Exercise details >> Please resume the graduation-season column below, writing on from its last sentence.

Passage shown >>
Photo/Illutration A student receives her diploma during a graduation ceremony held at a senior high school in Kagoshima on Feb. 28. (The Asahi Shimbun)

“Sotsugyo Shashin” (Graduation picture), a masterpiece by singer-songwriter Yuming (Yumi Matsutoya), goes: “As I continue to change/ Adrift in the crowd/ I want you to chide me from time to time/ From afar.”

Who is this “you”? I used to assume it was some desirable person of the opposite sex. Now, however, I think it’s my 18-year-old self, if that makes any sense.

We’re in graduation season in Japan. With winds from the south bringing signs of spring, graduation ceremonies are being held at many senior high schools today. I can imagine hearing people wondering aloud whether they should be wearing a mask.

Come to think of it, this year’s graduates spent the entire three years of their high school life at the mercy of the COVID-19 pandemic.

They had no school trips or “bunkasai” annual school art festivals, and remote learning was the norm.

“This world is absurd,” a senior high school student wrote to The Asahi Shimbun. “I wanted to do what was ‘normal,’” noted another, while yet another said, “I hate coronaviruses.”

Rereading their comments sent to the paper, I acutely feel their frustrations.

But the teenagers were also perfectly capable of rising beyond their disappointment at being shortchanged in experiences.

Given information >>
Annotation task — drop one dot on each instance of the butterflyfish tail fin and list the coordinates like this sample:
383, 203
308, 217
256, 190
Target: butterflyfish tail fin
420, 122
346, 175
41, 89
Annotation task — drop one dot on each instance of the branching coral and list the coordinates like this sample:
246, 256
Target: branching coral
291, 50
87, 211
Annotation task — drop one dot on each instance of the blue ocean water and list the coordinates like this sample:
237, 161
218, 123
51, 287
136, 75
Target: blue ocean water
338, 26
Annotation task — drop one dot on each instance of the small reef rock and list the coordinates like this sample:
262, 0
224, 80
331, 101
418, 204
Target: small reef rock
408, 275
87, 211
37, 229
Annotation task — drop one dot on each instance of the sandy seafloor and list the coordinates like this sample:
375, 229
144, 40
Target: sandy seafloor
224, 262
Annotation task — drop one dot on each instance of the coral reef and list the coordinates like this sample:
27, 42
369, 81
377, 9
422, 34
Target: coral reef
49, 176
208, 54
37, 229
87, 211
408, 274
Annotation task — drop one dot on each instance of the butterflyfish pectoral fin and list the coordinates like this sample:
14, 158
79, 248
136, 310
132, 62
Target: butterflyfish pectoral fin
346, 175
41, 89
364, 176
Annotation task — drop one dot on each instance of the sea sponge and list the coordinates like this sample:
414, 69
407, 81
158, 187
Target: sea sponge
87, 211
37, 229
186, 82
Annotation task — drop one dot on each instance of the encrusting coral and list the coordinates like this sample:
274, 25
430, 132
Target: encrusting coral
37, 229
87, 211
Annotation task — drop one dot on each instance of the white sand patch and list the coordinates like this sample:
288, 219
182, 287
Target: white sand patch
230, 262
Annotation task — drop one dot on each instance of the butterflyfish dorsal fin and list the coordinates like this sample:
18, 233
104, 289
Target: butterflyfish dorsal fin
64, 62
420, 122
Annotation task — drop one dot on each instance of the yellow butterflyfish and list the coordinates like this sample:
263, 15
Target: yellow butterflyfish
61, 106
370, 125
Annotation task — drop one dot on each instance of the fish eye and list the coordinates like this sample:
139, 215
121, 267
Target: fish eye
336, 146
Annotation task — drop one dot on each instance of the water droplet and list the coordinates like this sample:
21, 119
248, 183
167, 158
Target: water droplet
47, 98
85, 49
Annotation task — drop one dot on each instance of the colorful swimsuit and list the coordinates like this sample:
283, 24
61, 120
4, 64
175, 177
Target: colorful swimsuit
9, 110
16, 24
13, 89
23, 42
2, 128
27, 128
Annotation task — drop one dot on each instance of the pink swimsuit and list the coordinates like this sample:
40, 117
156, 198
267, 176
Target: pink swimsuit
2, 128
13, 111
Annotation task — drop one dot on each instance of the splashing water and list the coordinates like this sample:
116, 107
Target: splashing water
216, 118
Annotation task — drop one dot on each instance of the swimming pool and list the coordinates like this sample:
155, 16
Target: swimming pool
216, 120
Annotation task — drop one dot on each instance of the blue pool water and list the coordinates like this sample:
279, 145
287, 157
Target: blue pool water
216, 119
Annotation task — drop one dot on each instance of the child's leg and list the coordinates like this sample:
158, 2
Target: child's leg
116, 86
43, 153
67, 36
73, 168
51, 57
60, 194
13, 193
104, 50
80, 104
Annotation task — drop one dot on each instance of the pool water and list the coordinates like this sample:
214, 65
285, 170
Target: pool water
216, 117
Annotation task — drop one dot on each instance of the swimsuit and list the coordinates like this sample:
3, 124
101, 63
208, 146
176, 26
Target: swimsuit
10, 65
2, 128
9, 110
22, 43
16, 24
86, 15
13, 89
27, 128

Response for this exercise >>
“There are things only we can understand,” wrote an 18-year-old from Kumamoto Prefecture. Believing to have experienced many things high school students of the past never did, the teen continued, “I had many negative experiences that felt unfair, but now I’m turning them into positive experiences.”

There must have been places they wanted to go to but couldn’t, and things they wanted to do but couldn’t. There must have been many regrets.

Still, an 18-year-old from Iwate Prefecture noted: “If that alone were to qualify us as a ‘generation to be pitied,’ I’d be rather annoyed. I want to keep picturing a bright future.”

I heartily cheer their positivity.

Just as in Yuming’s lyrics, people change. They graduate from school and become adults.

But their 18-year-old selves, who struggled with their school life amid the pandemic but managed to get through, will never go away.

“You must not forget how you lived back then,” goes the song.

My congratulations to all graduates.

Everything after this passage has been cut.